[Records]
========================

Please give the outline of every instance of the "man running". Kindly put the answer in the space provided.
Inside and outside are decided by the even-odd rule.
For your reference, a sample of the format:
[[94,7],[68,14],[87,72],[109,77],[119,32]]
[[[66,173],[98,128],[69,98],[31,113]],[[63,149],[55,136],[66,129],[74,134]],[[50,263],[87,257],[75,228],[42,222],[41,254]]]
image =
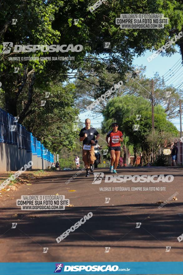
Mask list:
[[[110,171],[111,173],[117,174],[116,169],[118,164],[120,157],[120,142],[123,141],[123,136],[122,132],[118,131],[118,124],[116,122],[113,123],[111,126],[113,127],[113,130],[108,133],[106,140],[109,147],[111,156]],[[113,167],[114,163],[114,164]]]
[[[89,169],[91,172],[94,169],[94,163],[96,158],[95,157],[94,145],[95,142],[100,138],[100,135],[94,128],[90,127],[91,121],[89,118],[85,120],[85,127],[82,129],[79,134],[79,141],[83,142],[83,160],[86,169],[86,177],[89,177]],[[95,136],[96,136],[96,138]]]

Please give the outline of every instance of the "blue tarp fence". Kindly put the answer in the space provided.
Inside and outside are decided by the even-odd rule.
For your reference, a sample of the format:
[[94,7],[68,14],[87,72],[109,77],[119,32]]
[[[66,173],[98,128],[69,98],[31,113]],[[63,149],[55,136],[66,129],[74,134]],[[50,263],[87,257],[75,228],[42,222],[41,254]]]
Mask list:
[[50,162],[54,162],[54,155],[27,131],[25,127],[15,122],[12,115],[0,108],[0,142],[18,147]]

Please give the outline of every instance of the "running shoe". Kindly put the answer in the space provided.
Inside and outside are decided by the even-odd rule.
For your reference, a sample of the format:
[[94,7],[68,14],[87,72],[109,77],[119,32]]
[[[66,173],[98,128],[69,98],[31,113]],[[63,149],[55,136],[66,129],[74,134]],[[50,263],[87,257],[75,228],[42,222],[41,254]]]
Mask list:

========================

### WHAT YOU WILL DO
Which lines of the records contain the string "provided"? Copy each of them, matching case exactly.

### WORKED SOLUTION
Please give the outline of every instance of the "man running". Kindly put the answer in the space provided.
Please give the outline of every instance of the "blue tarp fence". Kindly put the answer in the space provided.
Please give the outline of every instance of the "running shoe". Kindly put the answer in the space provided.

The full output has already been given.